**SOURCE EXTRACT:**
Staff at an Aberdeen hospital ward have been praised for their excellent standards and the high level of care they provide.
Inspectors from the Mental Welfare Commission for Scotland paid an unannounced visit to the Strathbeg ward at Royal Cornhill Hospital at the end of January.
With 12 beds, it provides care for men with progressing dementia and symptoms of stress and distress.
The watchdog published its findings yesterday, highlighting the calm atmosphere on the ward and the quality of organised activities taking place.
Its report noted that: “Staff were observed engaging well with patients and were clearly enthusiastic about their work.”
Inspectors also found that patients’ records were well-organised and regularly maintained and that the highly-detailed notes explaining how to care for patients in distress were “particularly good”.
They also said patients were given access to medical specialists including doctors, physiotherapists and psychologists, as well as being able to enjoy board games, art and gardening.

**WHAT YOU NEED TO DO:**
A. According to the Strathbeg ward article, how many beds does the ward have?
B. Write the next part of the Strathbeg ward article, picking up after its last sentence.

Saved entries
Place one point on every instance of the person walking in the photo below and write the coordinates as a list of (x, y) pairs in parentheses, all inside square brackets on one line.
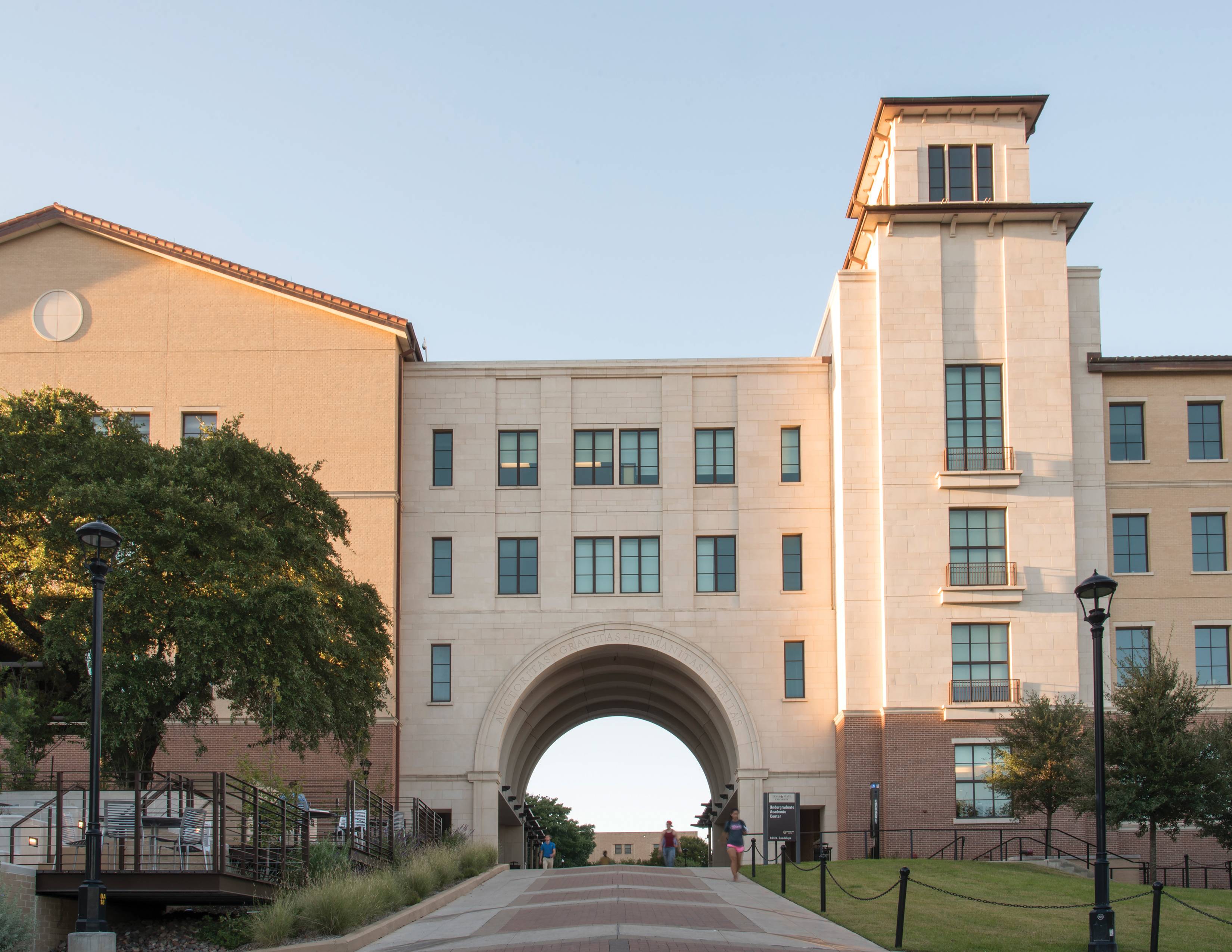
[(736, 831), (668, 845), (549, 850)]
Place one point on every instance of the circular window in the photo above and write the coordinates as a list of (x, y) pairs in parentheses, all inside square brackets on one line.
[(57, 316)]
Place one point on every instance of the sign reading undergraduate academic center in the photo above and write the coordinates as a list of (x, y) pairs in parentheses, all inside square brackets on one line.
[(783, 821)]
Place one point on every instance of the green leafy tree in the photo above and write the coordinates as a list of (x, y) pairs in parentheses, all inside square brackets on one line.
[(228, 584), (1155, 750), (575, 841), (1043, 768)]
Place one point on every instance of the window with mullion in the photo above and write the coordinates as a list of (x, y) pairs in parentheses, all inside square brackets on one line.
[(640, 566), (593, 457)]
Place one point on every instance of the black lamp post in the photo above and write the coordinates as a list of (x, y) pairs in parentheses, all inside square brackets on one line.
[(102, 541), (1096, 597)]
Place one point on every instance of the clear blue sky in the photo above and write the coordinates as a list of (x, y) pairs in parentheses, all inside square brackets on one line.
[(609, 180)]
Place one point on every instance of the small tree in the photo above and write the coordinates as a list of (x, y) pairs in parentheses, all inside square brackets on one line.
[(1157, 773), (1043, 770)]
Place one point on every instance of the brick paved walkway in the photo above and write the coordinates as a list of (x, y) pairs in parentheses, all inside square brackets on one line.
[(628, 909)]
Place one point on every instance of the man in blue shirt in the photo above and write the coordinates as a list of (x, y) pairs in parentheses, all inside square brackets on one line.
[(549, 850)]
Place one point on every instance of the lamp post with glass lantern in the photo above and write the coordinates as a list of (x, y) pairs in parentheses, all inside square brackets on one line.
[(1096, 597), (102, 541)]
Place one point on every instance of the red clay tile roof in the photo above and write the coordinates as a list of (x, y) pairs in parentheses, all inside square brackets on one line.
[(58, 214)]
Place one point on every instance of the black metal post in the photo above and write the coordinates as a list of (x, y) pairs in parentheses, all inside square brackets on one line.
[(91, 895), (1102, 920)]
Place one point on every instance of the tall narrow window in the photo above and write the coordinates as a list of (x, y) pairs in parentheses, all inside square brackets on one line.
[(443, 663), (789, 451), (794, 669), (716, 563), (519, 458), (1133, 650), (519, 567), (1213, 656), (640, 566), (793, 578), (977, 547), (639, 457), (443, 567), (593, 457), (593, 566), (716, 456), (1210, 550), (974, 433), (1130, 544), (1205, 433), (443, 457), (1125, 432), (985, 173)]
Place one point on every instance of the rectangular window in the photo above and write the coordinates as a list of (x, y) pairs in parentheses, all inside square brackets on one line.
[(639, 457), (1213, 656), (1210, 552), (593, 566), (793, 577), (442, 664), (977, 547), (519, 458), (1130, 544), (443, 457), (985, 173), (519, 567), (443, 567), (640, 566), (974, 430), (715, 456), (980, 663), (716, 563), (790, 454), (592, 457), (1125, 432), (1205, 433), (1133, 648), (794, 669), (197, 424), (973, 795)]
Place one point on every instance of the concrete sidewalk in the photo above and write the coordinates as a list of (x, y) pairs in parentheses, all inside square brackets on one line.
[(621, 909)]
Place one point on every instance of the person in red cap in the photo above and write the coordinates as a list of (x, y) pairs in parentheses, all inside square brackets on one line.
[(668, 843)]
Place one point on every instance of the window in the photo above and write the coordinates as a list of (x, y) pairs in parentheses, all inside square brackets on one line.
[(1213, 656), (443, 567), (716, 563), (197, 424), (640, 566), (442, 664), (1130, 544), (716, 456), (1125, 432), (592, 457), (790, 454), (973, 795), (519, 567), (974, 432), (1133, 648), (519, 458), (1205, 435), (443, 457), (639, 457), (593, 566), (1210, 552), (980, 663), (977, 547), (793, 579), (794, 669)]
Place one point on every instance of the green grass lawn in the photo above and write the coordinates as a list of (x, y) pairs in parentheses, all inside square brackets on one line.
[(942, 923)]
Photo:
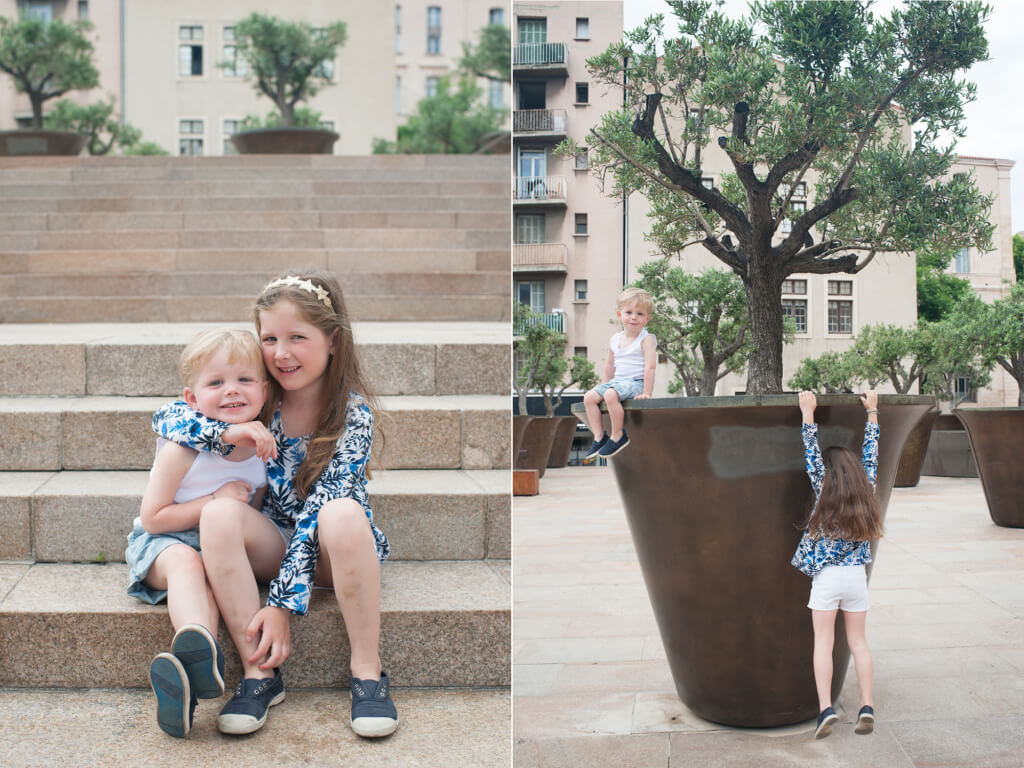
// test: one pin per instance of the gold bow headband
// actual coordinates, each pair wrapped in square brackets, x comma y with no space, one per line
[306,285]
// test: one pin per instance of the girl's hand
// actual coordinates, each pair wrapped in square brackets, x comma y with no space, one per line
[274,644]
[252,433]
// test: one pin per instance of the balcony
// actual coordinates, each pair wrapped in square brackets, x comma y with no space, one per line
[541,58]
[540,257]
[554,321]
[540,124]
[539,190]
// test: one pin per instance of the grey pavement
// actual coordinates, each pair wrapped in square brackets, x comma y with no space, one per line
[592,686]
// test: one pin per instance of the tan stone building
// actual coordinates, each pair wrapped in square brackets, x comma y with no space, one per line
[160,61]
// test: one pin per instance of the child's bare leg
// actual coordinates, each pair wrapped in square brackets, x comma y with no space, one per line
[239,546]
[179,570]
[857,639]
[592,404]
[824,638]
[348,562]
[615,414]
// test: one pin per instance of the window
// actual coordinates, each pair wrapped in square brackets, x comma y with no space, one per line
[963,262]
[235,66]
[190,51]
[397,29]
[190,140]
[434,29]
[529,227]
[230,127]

**ANSWERS PER TASK:**
A. 12 beds.

B.
However, the MWC did say more care was needed when staff review care plans, making sure to note down whether any changes for patients were successful so they could be used again in the future.
It also recommended that the assisted bath in the ward is replaced “at the earliest opportunity,” as inspectors were told it was over 20 years old and unusable.
Jane Fletcher, NHS Grampian’s head of mental health and learning disability services, said: “This report highlights the very high level of care delivered on Strathbeg ward.
“This is testament to the hard work and commitment of all the staff there. I am very proud of them and all they do for their patients.”
She added: “The report does make two recommendations which we accept and are working to implement.”